◆ Task
Only the lines from the one containing "Query: tall tree" through the one containing "Query: bridge pier" should be printed, exactly as they appear below, with both ends included.

◆ Records shown
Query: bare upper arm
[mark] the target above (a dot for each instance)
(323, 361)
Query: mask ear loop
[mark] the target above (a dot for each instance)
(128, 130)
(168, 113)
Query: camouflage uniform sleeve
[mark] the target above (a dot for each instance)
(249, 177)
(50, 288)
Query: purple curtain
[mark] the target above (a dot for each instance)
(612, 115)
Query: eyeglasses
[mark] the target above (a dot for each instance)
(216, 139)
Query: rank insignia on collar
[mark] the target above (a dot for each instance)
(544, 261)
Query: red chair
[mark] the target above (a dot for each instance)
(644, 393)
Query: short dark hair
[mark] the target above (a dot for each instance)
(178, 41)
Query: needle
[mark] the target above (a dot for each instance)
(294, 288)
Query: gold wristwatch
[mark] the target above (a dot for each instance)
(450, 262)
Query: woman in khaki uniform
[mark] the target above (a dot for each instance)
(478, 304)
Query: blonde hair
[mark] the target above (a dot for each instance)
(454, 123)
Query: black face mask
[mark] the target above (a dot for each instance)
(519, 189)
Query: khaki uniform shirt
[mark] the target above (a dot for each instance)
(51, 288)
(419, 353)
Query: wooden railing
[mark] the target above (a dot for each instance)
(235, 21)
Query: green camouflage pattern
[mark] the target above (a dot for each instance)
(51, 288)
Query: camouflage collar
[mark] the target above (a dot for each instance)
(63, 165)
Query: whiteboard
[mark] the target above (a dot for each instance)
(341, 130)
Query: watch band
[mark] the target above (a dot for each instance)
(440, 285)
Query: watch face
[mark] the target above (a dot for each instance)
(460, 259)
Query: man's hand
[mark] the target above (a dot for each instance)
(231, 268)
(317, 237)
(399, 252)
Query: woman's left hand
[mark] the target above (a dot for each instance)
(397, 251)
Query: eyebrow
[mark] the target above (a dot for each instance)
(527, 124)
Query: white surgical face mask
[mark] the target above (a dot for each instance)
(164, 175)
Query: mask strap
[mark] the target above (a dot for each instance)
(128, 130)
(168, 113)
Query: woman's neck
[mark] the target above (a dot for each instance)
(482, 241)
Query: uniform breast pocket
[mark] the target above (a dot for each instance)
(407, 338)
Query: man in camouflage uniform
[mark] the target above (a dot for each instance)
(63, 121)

--

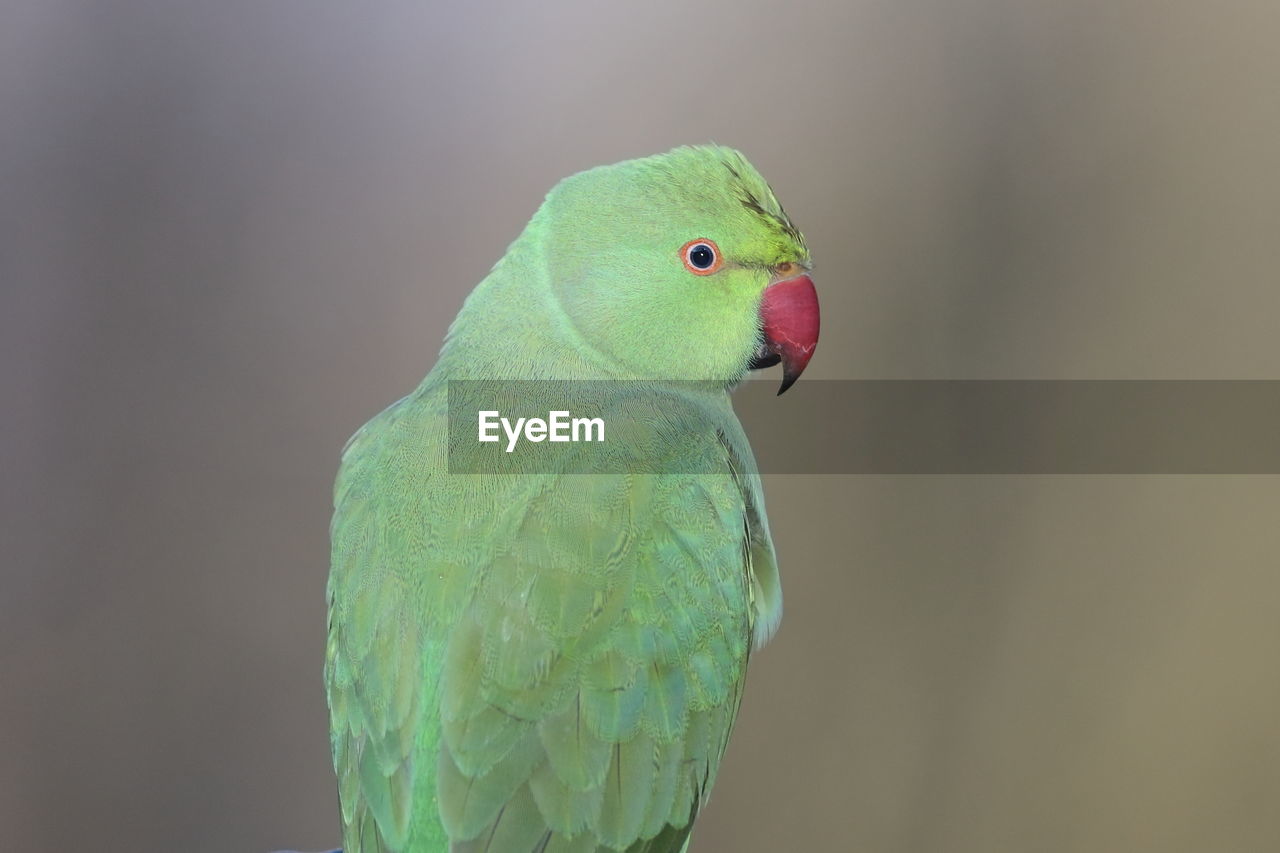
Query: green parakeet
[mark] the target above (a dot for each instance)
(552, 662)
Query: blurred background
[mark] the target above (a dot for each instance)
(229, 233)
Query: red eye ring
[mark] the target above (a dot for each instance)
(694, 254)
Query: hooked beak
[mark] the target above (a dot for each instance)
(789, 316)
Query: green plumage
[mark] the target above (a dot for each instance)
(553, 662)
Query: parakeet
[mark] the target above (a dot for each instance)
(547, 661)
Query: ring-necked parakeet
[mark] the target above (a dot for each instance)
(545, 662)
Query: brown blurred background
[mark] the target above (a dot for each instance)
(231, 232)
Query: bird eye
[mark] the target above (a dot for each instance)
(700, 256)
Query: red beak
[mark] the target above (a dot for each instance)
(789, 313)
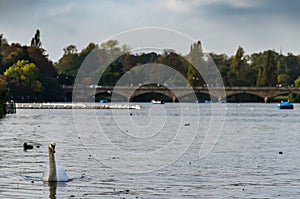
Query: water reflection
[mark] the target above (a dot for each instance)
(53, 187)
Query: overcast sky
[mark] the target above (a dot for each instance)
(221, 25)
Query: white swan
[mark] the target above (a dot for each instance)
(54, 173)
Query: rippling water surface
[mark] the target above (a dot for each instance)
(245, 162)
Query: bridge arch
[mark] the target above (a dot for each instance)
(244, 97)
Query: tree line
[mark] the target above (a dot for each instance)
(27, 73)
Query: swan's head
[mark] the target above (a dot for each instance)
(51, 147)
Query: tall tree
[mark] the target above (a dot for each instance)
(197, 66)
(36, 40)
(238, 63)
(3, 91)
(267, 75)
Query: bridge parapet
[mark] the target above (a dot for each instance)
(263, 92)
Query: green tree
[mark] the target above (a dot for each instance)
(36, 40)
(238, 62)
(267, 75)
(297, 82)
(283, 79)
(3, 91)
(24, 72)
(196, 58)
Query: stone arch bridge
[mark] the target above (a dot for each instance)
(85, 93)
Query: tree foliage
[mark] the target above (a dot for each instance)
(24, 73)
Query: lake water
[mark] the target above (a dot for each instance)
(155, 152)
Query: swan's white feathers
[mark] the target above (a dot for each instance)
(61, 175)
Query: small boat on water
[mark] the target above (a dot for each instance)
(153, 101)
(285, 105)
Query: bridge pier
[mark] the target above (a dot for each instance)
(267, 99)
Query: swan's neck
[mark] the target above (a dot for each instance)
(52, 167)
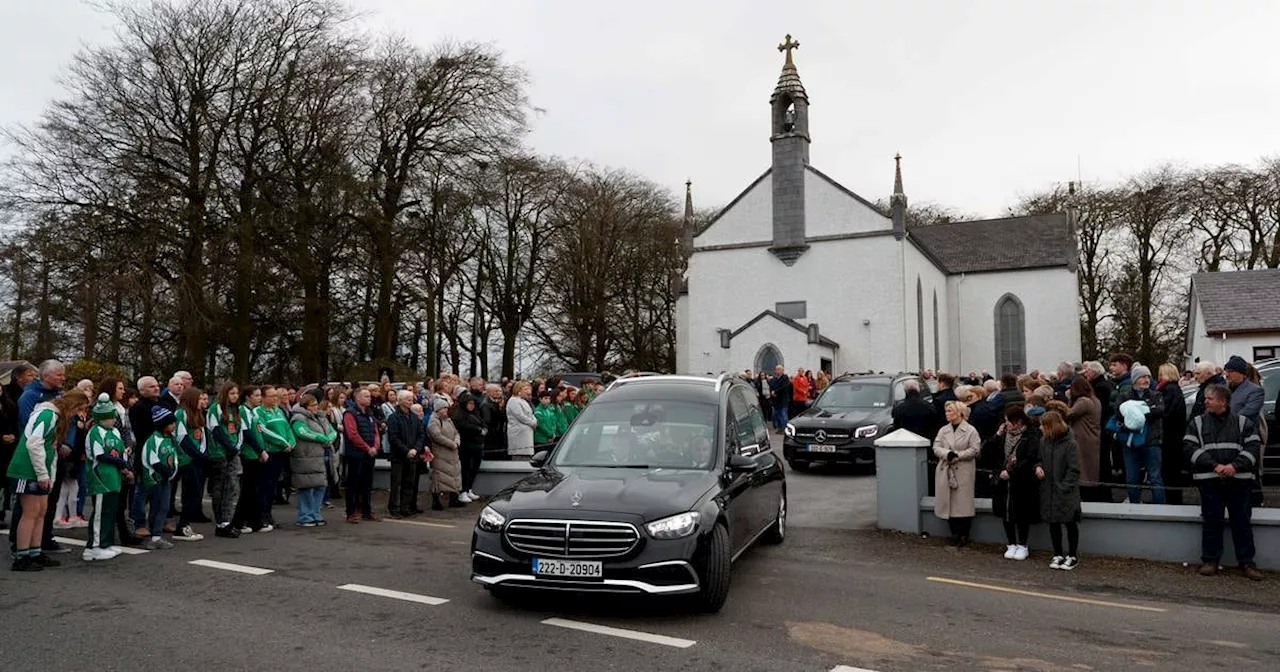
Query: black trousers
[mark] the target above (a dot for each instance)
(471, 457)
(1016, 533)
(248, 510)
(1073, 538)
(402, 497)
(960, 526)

◆ Written reply
Query: tall tree
[mark] the target above (a dot for each instance)
(197, 66)
(36, 40)
(238, 63)
(3, 91)
(267, 75)
Query: bridge parapet
[mark] the target above (a dot for each instance)
(263, 92)
Query: green tree
[mark] the target above (a dot for each instance)
(36, 40)
(238, 62)
(267, 75)
(297, 82)
(283, 79)
(3, 91)
(24, 72)
(196, 58)
Query: stone arch bridge
[mark] the target above (a dot for each instance)
(85, 93)
Query: tree foliage
[mark] the target above (a dot for each instance)
(24, 73)
Query: lake water
[mark] the target above (a dot for each instance)
(155, 152)
Query: swan's white feathers
[mark] the target above (a dot for each instance)
(61, 175)
Query: small boat on water
[mark] the target above (a dot for each instance)
(153, 101)
(285, 105)
Query: bridge pier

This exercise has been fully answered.